Your instructions
Set out the listing lines from the line with "occurrence of guardrail" to the line with "top-left (184, 50), bottom-right (290, 56)", both included, as a numbered list with blank lines omitted.

Recorded information

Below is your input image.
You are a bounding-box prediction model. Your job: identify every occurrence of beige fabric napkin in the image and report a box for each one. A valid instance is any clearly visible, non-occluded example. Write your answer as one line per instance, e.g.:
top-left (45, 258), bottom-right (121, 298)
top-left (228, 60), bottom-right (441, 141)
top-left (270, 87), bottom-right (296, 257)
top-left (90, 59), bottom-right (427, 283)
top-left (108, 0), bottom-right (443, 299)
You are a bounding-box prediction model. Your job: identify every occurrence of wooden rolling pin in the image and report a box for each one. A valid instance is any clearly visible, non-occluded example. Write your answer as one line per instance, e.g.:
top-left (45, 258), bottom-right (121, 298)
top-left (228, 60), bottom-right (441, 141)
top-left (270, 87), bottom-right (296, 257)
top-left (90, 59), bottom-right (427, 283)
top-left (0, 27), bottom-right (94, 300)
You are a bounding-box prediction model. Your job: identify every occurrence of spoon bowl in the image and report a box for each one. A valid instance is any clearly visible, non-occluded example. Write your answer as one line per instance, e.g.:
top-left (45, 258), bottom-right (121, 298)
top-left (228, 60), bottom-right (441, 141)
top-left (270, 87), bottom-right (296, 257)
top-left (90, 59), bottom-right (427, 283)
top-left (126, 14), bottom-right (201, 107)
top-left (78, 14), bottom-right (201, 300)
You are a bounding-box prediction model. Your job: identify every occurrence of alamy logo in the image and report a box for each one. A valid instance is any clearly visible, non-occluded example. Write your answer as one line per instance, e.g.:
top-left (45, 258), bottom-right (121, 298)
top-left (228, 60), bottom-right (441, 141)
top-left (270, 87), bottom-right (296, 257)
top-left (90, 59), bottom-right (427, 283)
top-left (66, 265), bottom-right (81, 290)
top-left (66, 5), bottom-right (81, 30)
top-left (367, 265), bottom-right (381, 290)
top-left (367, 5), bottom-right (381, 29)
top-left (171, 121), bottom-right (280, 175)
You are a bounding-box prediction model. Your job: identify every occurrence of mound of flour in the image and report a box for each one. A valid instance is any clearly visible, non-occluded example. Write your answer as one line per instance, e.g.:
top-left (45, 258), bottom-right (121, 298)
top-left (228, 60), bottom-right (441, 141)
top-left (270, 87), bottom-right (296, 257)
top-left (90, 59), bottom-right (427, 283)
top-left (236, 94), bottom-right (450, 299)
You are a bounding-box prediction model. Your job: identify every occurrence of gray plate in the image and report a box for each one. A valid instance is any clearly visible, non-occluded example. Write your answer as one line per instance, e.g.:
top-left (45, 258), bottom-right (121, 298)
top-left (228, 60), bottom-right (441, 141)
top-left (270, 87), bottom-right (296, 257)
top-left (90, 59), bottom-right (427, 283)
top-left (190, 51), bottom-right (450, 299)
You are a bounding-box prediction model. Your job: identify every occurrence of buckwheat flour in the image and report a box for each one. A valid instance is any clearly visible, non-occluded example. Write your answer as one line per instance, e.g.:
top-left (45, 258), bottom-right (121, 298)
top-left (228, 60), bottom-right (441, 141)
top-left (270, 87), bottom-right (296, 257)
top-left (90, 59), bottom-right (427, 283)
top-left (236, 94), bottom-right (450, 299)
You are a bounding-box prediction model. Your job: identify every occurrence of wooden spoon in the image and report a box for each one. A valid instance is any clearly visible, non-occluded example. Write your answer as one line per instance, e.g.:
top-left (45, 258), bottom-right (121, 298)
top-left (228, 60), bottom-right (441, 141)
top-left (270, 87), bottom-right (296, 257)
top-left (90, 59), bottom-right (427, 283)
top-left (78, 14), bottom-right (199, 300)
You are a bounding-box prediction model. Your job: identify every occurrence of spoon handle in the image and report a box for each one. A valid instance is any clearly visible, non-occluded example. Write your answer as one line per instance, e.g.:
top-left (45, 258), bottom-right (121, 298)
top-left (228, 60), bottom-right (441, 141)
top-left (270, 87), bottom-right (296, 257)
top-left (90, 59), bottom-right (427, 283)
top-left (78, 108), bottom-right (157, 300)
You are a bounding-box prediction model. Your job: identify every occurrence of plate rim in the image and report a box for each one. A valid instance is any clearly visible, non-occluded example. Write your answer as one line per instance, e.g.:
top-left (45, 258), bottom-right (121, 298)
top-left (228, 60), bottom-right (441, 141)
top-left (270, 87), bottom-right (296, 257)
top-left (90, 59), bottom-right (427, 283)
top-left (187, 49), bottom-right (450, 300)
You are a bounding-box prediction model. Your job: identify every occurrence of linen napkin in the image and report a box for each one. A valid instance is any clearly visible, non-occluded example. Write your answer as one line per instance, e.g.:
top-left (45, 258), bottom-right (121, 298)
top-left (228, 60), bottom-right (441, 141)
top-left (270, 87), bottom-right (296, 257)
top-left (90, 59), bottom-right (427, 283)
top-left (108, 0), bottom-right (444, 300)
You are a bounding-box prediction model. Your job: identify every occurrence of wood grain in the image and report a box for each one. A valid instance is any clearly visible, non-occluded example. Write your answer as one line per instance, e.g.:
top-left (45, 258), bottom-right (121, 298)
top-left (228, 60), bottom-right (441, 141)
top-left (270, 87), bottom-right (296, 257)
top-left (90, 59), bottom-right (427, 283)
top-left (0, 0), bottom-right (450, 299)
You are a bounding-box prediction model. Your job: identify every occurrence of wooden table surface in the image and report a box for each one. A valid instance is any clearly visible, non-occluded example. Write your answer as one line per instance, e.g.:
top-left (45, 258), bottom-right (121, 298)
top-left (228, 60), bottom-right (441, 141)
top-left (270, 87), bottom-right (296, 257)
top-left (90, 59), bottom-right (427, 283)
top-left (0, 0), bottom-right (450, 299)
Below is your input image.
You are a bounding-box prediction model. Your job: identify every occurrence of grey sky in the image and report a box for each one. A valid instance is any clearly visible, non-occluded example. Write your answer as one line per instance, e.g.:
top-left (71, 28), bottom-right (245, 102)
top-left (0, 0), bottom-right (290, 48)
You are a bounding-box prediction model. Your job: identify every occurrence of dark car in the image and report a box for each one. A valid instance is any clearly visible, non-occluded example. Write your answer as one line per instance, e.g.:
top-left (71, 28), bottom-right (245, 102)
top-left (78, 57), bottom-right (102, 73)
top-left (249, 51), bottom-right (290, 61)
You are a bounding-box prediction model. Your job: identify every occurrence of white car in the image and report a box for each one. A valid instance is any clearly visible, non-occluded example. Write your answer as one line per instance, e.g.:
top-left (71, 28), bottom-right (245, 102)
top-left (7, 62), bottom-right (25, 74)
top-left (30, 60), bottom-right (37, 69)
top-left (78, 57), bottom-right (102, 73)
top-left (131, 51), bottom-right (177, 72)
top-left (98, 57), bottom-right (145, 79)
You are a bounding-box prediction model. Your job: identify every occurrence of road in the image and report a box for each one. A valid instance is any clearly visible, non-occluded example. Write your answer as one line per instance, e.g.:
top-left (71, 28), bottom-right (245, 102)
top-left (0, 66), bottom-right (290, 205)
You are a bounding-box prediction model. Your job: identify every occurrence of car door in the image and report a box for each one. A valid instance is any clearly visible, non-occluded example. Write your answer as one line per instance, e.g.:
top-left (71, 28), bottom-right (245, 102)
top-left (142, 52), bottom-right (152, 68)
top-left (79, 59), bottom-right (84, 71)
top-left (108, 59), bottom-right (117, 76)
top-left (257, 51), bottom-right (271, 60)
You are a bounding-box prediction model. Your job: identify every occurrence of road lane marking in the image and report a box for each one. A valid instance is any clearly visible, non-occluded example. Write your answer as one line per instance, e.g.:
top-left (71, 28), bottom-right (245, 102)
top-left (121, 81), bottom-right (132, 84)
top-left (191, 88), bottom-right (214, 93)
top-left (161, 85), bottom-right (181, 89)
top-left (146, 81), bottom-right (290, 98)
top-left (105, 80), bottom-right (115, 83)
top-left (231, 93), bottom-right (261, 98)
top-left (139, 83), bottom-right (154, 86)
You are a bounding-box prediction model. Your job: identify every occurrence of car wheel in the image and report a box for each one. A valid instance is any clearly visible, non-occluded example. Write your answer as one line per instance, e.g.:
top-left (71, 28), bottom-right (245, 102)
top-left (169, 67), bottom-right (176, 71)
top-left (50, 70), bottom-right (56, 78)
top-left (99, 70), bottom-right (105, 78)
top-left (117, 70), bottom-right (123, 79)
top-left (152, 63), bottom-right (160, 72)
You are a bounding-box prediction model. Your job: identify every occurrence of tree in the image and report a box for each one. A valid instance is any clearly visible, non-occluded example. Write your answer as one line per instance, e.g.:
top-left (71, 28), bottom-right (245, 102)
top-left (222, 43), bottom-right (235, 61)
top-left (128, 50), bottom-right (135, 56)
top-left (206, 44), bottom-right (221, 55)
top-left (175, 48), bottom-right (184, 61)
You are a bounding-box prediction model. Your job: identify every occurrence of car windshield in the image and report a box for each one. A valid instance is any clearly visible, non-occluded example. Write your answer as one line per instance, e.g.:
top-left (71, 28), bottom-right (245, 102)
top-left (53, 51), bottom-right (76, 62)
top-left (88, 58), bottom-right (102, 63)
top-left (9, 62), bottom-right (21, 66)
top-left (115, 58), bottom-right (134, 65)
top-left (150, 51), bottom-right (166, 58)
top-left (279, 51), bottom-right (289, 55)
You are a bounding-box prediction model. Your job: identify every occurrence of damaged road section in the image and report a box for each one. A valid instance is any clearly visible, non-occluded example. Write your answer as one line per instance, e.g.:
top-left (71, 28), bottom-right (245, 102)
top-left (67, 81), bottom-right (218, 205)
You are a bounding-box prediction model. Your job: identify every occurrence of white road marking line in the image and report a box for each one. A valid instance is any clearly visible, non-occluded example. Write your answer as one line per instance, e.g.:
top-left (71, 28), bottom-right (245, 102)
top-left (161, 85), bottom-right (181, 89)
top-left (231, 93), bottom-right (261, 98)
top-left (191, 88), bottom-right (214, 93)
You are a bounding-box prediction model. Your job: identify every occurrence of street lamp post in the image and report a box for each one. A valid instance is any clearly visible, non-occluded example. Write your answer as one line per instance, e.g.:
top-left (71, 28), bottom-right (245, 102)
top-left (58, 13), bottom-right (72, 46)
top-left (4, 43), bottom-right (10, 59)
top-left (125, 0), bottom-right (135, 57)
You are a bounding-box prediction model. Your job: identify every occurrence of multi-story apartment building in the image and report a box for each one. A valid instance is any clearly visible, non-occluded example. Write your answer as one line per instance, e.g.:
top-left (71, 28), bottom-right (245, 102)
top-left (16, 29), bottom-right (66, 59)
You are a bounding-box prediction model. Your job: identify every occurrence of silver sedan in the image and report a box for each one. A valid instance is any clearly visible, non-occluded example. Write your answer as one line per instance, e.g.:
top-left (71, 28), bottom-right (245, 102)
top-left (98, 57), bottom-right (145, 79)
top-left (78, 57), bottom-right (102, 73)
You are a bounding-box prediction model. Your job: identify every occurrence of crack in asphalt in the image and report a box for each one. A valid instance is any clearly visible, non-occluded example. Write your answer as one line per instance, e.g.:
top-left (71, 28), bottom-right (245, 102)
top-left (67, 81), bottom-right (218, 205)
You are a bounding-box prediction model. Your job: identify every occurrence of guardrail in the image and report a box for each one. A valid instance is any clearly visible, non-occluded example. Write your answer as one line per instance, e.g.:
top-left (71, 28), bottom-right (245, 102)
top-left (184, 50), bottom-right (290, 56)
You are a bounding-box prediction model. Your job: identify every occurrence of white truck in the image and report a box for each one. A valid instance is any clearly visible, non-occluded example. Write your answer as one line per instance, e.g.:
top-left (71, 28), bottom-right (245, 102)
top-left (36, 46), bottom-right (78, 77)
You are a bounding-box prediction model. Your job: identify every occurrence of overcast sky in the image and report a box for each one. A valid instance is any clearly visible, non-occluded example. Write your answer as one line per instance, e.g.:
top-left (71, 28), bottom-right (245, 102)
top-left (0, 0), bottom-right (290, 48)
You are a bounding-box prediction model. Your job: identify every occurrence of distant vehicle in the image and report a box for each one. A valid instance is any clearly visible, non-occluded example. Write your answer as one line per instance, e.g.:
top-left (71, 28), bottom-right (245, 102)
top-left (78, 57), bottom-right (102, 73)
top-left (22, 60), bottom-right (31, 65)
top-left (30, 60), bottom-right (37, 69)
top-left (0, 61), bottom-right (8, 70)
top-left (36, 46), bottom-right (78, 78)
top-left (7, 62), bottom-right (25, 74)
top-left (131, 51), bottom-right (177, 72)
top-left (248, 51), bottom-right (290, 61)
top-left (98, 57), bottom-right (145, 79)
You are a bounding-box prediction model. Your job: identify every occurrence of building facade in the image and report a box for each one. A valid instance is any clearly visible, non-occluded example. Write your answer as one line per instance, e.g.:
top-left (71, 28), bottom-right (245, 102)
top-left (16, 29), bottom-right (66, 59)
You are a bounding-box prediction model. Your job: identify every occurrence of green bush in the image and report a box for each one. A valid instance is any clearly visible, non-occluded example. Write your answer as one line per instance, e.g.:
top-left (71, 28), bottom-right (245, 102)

Exercise output
1. You are a bounding-box prediction model. Your job: identify every occurrence of guardrail in the image and report a box for each one. A valid instance is any clearly visible, non-occluded example. Write your answer as one line per instance, e.g.:
2. top-left (71, 28), bottom-right (245, 102)
3. top-left (184, 50), bottom-right (290, 56)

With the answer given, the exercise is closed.